*指定課題 A*
下の抜粋にある「しかし人間の本能は、他の動物たちの本能とは、やはりどこか違うようなのです。」という一文を英語に訳してください。

*抜粋本文*
○ ○ ○ ○ ○ ○ ○

ちょっとショッキングなタイトルですよね。
人間の本能が壊れているなんて。。
(注)この『人間は本能が壊れた動物』と述べたのは
フロイドではありません。精神分析学者でもある
思想家・岸田秀氏の彼独特な理論です。
しかし人間の本能は、他の動物たちの本能とは、
やはりどこか違うようなのです。
では、どこが、どう違っているのか、
見て行きましょう。
ですが、、その前に、、
私たちはふだん、本能、本能と云ってますが、
それは一体何なのか?です。
手元にある国語辞典(三省堂)を引きますと、
『動物が教えられたのではなく、生まれつき持って
いる性質・能力』とあります。
また心理学の辞書(ミネルヴァ書房)によりますと、
『動物学的で、遺伝的に備わった、その種に固有で
個体差のほとんどない行動様式。。。うんぬん』
とあります。

○ ○ ○ ○ ○ ○ ○

[位置指定の行]
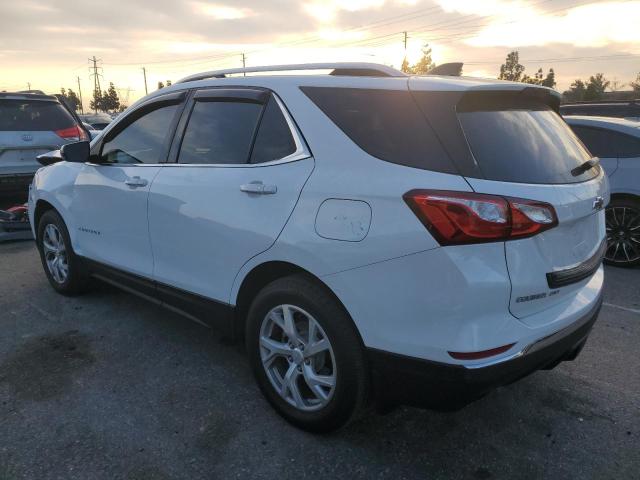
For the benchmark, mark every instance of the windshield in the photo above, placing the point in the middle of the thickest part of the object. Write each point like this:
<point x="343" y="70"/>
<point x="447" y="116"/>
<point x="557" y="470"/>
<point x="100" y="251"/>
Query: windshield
<point x="33" y="115"/>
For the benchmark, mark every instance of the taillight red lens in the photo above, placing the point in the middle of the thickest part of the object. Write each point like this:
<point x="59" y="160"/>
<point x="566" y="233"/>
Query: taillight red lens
<point x="481" y="354"/>
<point x="72" y="133"/>
<point x="457" y="218"/>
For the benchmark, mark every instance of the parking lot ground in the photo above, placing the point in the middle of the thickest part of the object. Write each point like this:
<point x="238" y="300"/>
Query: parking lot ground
<point x="107" y="386"/>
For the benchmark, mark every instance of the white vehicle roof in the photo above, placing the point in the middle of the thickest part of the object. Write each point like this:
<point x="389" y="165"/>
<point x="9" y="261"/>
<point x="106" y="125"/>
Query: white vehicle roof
<point x="341" y="75"/>
<point x="344" y="75"/>
<point x="611" y="123"/>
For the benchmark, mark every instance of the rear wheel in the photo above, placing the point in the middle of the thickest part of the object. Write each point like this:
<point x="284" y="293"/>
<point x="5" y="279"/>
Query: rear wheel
<point x="623" y="232"/>
<point x="306" y="354"/>
<point x="62" y="267"/>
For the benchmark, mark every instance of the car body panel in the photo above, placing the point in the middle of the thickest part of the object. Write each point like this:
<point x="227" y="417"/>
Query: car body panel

○ ○ ○ ○ ○ ○ ○

*指定課題 B*
上の位置指定の行のうち、「part」という文字列を含む行を数え、その数だけを答えよ。

*完全な回答 A*
However, human instinct does seem to differ somehow from the instincts of other animals after all.

*完全な回答 B*
6